- Task input

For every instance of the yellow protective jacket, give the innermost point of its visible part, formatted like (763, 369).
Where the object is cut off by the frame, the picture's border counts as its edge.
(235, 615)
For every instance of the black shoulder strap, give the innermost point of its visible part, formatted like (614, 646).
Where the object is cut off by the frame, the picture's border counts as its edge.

- Task requirements
Each line in the listing above that includes the word "visible" needs to be copied out.

- Response box
For every instance of the yellow protective jacket, give the innermost point of its visible part, formatted like (763, 369).
For every instance of the black shoulder strap, give the innermost point of its visible part, formatted like (614, 646).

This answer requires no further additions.